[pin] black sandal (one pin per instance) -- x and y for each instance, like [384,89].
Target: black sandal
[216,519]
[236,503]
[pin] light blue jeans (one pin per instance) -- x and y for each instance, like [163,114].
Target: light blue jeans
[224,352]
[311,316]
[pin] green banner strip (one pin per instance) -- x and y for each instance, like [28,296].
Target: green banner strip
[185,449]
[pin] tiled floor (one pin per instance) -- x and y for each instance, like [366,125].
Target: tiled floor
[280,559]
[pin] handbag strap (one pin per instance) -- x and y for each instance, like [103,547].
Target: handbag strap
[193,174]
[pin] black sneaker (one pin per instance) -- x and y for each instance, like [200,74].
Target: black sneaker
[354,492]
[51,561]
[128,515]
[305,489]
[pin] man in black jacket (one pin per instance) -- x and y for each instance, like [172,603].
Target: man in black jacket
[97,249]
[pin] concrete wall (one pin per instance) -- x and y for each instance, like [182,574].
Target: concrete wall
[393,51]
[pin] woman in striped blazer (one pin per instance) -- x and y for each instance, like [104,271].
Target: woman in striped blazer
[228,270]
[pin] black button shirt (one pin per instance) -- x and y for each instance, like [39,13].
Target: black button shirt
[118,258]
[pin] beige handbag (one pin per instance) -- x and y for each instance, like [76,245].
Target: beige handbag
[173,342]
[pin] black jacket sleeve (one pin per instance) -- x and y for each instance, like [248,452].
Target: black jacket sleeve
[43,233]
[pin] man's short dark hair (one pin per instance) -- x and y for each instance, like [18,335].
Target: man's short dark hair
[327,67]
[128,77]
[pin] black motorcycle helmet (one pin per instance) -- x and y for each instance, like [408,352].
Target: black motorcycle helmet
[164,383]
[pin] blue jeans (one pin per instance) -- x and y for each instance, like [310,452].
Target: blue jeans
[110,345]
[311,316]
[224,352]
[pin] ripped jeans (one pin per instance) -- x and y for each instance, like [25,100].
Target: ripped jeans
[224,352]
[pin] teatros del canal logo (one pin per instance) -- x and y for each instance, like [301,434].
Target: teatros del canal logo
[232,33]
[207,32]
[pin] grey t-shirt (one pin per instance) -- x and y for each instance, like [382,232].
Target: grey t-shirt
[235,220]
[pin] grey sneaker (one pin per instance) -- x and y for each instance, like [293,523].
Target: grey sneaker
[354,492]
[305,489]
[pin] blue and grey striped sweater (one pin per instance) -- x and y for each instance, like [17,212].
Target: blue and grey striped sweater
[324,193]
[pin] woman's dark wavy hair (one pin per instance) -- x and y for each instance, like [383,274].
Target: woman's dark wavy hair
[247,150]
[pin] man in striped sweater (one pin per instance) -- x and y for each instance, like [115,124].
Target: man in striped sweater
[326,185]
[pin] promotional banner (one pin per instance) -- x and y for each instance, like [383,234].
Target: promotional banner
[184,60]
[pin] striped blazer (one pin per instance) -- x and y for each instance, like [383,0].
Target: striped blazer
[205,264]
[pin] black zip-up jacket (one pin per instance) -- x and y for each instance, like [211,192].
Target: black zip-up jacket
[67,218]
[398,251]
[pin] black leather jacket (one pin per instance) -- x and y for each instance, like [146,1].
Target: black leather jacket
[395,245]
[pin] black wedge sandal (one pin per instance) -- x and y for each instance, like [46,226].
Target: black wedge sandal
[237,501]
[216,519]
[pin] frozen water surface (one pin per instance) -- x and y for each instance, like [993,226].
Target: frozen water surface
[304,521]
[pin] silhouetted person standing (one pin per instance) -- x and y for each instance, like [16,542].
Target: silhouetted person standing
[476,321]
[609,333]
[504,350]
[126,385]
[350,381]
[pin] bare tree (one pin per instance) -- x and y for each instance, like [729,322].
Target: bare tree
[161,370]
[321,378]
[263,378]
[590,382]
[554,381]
________________________________________
YOUR GOAL: Beginning at the line with "[pin] ripped jeans" and stopping after the line with "[pin] grey t-shirt", please write out every line of the data above exactly and nothing else.

ANSWER FOR THE TASK:
[pin] ripped jeans (one pin per instance) -- x and y for each instance, like [25,100].
Target: ripped jeans
[224,352]
[pin] teatros del canal logo (one pin per instance) -- x and y for each instance, like [301,434].
Target: teatros del canal logo
[232,33]
[207,32]
[pin] grey t-shirt (one pin per instance) -- x and y for each instance, like [382,232].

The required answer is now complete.